完成下列任务:
**1)** 根据HTML解析文章回答：
(a) 重写方法中，handle_startendtag 对应的是什么内容？
(b) tag_by_type 在 type 为 HTMLParserType.Links 时返回什么？
(c) start_parser 收到的原始数据既不是字符串也不是列表时，会抛出什么异常？
**2)** 从HTML解析文章的代码停下的地方接着写下去。

参考文本:

-------

17-Python 3.x urllib.request使用(2)

最新推荐文章于 2024-07-12 16:16:27 发布

chitian6393

最新推荐文章于 2024-07-12 16:16:27 发布

阅读量108

点赞数

文章标签： python

原文链接：https://my.oschina.net/CoderW/blog/1068767

版权

1.HTML解析(html.parser.HTMLParser)

①、自定义一个继承自html.parser.HTMLParser的类

②、重写相关方法

def handle_starttag(self, tag, attrs):开始标签+属性键值对

def handle_data(self, data):标签中的数据内容

def handle_endtag(self, tag):结束标签

def handle_startendtag(self, tag, attrs):单标签+属性键值对

def handle_decl(self, decl):描述信息

2.HTML解析使用

#!/usr/bin/python
# -*- coding: UTF-8 -*-

__author__ = 'apple'

import html.parser
import enum
import re

class HTMLParserType(enum.Enum):
    Table  = 0
    Links  = 1
    Images = 2

class zHTMLParser(html.parser.HTMLParser):

    def __init__(self,row_tag=None,data_tag=[],attr_dict={}):
        html.parser.HTMLParser.__init__(self)
        # 跳过筛选的内容
        self.exclude_list = zHTMLParser.Illegal_list()
        # 需要检测的标签
        self.row_tag = row_tag
        self.data_tag = data_tag
        self.attr_dict = attr_dict
        # 当前标签
        self._cur_tag = ''
        self._items = []
        # 解析结果数据
        self.results = []

    # 开始解析
    def start_parser(self,raw_data):
        if raw_data is None : return
        if isinstance(raw_data,str):
            self.feed(raw_data)
            self.close()
        elif isinstance(raw_data,list):
            for data in raw_data:
                self.feed(data)
            self.close()
        else:
            raise ValueError('HTMLParser原始数据必须是字符串/数组！')

    # 获取Html Tag参数集:
    # 返回参数(row_tag,data_tag,attr_dict)
    @classmethod
    def tag_by_type(cls,type):
        if type == HTMLParserType.Table:
            return ('tr', ['th', 'td'], None)
        elif type == HTMLParserType.Links:
            return ('a', [], {'href': None})
        elif type == HTMLParserType.Images:
            return ('img', [], {'src': None})

    # 重写父类方法
    def handle_starttag(self, tag, attrs):
        self._cur_tag = tag

        # 扩展键值数据获取
        self.update_attr_dict(tag, attrs)

    def handle_data(self, data):
        if data in self.exclude_list : return
        # 主文本数据
        if self._cur_tag in self.data_tag:
            data = re.sub('\s', '', data)
            if data == '' : return
            self._items.append(data)

-------

所给数据:
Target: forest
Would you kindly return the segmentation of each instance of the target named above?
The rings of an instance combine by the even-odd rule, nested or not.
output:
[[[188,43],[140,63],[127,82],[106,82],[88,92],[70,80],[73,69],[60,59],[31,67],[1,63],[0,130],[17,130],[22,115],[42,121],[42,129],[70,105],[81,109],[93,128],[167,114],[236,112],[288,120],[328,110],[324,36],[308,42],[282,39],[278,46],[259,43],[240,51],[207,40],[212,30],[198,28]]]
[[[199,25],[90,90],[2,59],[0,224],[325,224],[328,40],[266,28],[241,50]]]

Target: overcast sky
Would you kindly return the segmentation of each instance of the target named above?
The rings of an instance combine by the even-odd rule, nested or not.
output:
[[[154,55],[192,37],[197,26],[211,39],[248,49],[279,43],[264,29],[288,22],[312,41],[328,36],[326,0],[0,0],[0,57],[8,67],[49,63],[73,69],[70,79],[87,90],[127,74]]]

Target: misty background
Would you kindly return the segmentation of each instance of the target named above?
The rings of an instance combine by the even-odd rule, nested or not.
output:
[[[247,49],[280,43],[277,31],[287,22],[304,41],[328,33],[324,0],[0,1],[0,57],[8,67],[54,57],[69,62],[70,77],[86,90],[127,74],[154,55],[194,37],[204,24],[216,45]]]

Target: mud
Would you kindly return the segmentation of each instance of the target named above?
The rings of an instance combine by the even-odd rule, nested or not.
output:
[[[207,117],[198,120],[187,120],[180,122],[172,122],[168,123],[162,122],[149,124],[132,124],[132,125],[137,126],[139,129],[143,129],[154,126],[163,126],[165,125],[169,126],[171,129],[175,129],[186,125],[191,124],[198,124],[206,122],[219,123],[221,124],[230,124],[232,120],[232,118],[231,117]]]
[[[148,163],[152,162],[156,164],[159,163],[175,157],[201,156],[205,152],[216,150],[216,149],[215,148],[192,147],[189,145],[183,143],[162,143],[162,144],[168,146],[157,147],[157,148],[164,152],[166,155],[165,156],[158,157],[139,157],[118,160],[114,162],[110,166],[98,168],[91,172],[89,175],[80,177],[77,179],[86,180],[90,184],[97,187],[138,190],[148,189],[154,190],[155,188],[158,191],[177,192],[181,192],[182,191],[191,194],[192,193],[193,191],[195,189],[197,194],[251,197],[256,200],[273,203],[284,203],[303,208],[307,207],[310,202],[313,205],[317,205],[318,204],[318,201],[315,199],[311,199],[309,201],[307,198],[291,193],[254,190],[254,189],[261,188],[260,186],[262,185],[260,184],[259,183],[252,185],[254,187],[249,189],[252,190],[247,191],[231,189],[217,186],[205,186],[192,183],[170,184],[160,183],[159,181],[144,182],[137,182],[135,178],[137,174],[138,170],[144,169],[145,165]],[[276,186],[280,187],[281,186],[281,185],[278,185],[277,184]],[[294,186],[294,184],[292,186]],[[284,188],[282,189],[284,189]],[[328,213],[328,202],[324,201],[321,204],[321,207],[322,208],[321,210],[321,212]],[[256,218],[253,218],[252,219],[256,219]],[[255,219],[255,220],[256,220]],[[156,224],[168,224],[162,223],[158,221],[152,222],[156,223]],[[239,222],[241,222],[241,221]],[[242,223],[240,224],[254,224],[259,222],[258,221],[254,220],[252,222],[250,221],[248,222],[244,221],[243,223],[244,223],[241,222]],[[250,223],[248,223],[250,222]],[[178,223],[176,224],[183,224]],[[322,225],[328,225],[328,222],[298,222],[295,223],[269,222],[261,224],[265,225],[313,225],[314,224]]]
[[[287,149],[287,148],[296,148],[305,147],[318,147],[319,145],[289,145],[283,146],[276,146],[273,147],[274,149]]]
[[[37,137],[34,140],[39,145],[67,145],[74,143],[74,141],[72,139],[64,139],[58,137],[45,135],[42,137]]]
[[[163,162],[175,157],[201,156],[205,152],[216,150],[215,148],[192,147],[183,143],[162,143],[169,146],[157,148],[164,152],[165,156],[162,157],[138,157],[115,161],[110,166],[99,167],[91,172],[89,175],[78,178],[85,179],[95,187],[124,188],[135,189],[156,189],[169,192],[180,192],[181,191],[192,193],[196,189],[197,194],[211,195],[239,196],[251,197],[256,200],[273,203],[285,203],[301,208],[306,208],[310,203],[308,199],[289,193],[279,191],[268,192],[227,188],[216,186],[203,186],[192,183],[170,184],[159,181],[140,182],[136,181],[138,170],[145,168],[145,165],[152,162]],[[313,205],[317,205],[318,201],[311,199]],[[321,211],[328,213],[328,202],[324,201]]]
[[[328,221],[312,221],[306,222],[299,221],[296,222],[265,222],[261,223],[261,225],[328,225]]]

-------

任务答案:
**1)**
(a) 单标签+属性键值对
(b) ('a', [], {'href': None})
(c) ValueError('HTMLParser原始数据必须是字符串/数组！')

**2)**
    def handle_endtag(self, tag):
        if tag in self.row_tag:
            if self.attr_dict is not None:
                # 扩展数据
                self._items.append(self.attr_dict.copy())
            # 保存链接数据
            self.results.append(self._items.copy())
            # 清除上一轮参数
            self._cur_tag = ''
            self._items.clear()

    # 单标签
    def handle_startendtag(self, tag, attrs):
        # 扩展键值数据获取
        self.update_attr_dict(tag, attrs)

    # 描述信息
    def handle_decl(self, decl):
        print('描述信息：',decl)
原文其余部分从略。